(Text provided)
>>>

In reply the Applicant’s Counsel submitted the issue of first exhausting remedies under the East African Community Customs Management Act, 2004, is not applicable because the action complained of by the Applicant was not taken by the Respondent in compliance with or pursuant to the East African Community Customs Management Act, 2004. The Act does not provide for arbitrary confiscation of an importers cargo.

Section 230 of East African Community Customs Management Act, 2004 as submitted only applies where there has been a decision and the aggrieved party wants to appeal the decision. In this case there was no decision to be appealed against. If there is a decision it has to be made and communicated. No where does the Act provide for arbitrary confiscation of importers cargo. The application is premised on the ground that no reason was given for the confiscation. The Act provides for an appeal to the Tax Appeals Tribunal. The Applicant is not dissatisfied with a decision relating to tax matters. The issue of tax does not arise and there is no way he could have appealed to the Tax Tribunal. Section 19 (1) of the Tax Appeal Tribunal Act is about a taxation decision.

The Applicant wrote to the Commissioner customs but the Commissioner did not advance any reasons for confiscation of the Applicant’s property. Had he done so, the Applicant would have considered the option of appeal. The cases cited by the Respondent’s Counsel do not apply to the Applicant’s case and the preliminary objection ought to be overruled with costs.

In rejoinder the Respondents Counsel submitted that section 214 (1) East African Community Customs Management Act, 2004 provides that where goods are seized or in the case of the officer effecting seizure, he or she shall give reasons therefore within one month. With reference to the affidavit in reply, the Applicant wrote to the Respondent on 12th of May 2014 demanding for the consignment. On 19th May 2014 the Respondent replied giving the reasons for confiscation. The Act provides for 30 days within which the Commissioner should make and communicate his or her decision. 30 days have not yet elapsed and the application is premature and ought to be dismissed with costs.

Ruling

I have carefully considered the Applicants application, the affidavit evidence, the submissions of Counsel and authorities cited.

The question before the court is whether this action can be maintained on the ground that it is premature, the Applicant having failed to utilise and exhaust the procedures provided for under the East African Community Customs Management Act, 2004.

Before launching into the issue as submitted by Counsel, I must observe that this Miscellaneous Cause was filed under section 98 of the Civil Procedure Act which saves the inherent powers of the court. Section 98 of the Civil Procedure Act provides as follows:

"Nothing in this Act shall be deemed to limit or otherwise affect the inherent power of the court to make such orders as may be necessary for the ends of justice or to prevent abuse of the process of the court."

Section 98 of the Civil Procedure Act does not enable the filing of an original application or suit because it merely saves the inherent powers of court which powers may be exercised under existing civil proceedings to make necessary orders for the ends of justice or to prevent abuse of the process of the court. This is not an application to make any necessary order or to prevent abuse of the process of court in a pre-existing civil proceeding.

<<<

(Data items)
>>>

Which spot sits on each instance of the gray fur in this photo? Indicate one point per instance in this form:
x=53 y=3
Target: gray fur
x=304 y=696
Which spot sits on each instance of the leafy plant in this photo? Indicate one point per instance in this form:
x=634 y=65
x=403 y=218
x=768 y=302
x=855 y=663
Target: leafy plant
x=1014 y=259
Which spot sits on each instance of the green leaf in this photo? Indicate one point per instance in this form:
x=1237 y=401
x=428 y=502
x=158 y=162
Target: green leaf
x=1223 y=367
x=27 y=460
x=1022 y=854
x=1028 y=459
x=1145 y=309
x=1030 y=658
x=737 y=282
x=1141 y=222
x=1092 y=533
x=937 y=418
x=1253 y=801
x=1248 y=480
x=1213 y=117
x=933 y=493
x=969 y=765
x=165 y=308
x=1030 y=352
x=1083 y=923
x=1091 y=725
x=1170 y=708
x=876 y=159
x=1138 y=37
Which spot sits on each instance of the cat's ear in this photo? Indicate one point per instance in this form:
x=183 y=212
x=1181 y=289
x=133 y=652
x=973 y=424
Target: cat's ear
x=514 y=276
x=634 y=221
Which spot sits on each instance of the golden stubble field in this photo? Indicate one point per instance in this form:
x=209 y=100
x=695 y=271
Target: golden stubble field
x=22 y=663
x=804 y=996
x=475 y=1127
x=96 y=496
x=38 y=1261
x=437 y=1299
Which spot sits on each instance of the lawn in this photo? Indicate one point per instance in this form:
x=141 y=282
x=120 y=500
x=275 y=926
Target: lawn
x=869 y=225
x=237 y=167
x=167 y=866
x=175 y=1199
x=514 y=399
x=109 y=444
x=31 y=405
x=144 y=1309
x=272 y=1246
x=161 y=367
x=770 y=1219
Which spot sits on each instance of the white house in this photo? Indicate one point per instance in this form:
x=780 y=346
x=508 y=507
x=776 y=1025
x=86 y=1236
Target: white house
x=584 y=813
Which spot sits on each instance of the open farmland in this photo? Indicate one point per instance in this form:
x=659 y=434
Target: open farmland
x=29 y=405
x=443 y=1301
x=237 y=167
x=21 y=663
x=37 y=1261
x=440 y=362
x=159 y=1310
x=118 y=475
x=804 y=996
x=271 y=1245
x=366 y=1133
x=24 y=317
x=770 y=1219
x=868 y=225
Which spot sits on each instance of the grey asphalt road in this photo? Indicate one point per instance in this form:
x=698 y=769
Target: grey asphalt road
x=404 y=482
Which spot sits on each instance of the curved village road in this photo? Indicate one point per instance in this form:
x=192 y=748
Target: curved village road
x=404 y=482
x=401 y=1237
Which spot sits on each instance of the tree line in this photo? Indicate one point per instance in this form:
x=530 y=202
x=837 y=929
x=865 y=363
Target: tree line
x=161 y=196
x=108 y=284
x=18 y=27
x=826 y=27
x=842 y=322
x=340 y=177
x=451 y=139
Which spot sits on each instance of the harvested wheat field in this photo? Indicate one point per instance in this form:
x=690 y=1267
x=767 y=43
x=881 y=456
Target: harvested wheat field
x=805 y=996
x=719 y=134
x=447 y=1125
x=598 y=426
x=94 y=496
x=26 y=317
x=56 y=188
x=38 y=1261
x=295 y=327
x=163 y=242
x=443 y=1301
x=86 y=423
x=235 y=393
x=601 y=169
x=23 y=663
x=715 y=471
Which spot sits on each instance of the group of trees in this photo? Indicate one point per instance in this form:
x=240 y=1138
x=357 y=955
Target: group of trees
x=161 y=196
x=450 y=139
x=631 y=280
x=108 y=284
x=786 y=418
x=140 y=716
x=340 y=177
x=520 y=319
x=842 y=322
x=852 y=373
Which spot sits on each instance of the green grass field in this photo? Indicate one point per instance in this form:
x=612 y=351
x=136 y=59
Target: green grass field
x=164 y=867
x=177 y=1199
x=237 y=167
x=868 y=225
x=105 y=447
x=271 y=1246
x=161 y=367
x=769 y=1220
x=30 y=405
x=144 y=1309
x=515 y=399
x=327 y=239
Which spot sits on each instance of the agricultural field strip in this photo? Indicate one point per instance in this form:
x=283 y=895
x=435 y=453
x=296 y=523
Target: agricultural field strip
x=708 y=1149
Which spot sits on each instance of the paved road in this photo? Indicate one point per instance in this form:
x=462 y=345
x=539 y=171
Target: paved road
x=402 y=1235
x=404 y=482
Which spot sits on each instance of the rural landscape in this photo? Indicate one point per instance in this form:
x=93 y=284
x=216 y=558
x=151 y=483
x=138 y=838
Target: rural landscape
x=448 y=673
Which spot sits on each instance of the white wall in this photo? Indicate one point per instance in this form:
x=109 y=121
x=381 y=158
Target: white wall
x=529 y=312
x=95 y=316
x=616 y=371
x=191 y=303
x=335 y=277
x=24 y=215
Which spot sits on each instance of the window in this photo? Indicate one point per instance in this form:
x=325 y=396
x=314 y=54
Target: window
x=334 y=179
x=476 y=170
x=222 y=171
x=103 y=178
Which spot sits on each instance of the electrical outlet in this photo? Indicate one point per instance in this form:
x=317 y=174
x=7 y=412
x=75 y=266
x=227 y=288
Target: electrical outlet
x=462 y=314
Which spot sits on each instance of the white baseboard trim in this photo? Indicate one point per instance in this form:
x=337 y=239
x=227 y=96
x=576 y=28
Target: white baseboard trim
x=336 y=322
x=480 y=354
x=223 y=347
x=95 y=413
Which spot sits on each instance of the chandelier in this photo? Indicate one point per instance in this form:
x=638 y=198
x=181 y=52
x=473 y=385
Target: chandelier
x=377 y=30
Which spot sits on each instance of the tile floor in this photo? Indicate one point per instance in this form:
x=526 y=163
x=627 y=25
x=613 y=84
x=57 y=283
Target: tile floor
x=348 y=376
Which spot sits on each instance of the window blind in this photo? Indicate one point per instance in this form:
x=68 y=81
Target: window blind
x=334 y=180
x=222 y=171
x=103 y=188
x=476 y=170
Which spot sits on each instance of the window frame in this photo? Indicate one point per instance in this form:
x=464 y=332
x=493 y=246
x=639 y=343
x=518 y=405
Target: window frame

<<<

(Required work)
1 > According to the court ruling excerpt, why does section 98 of the Civil Procedure Act not enable the filing of an original application or suit? Answer in one to three sentences.
2 > Return the entries from the line with "Which spot sits on each instance of the white wall" up to and including the line with "x=103 y=178", unchanged and with nothing else.
The court ruling excerpt and the entries are separate material.

(Per-task outputs)
1 > Section 98 merely saves the inherent powers of the court. Those powers may be exercised under existing civil proceedings to make necessary orders for the ends of justice or to prevent abuse of the process of the court. The application in this case is not a request of that kind in a pre-existing civil proceeding.

2 >
Which spot sits on each instance of the white wall in this photo? Indicate one point per instance in this form:
x=109 y=121
x=381 y=158
Target: white wall
x=529 y=312
x=95 y=316
x=616 y=371
x=191 y=303
x=335 y=277
x=24 y=215
Which spot sits on each instance of the window in this photo? Indicate one point per instance in this form:
x=325 y=396
x=314 y=54
Target: window
x=334 y=179
x=476 y=170
x=222 y=171
x=103 y=178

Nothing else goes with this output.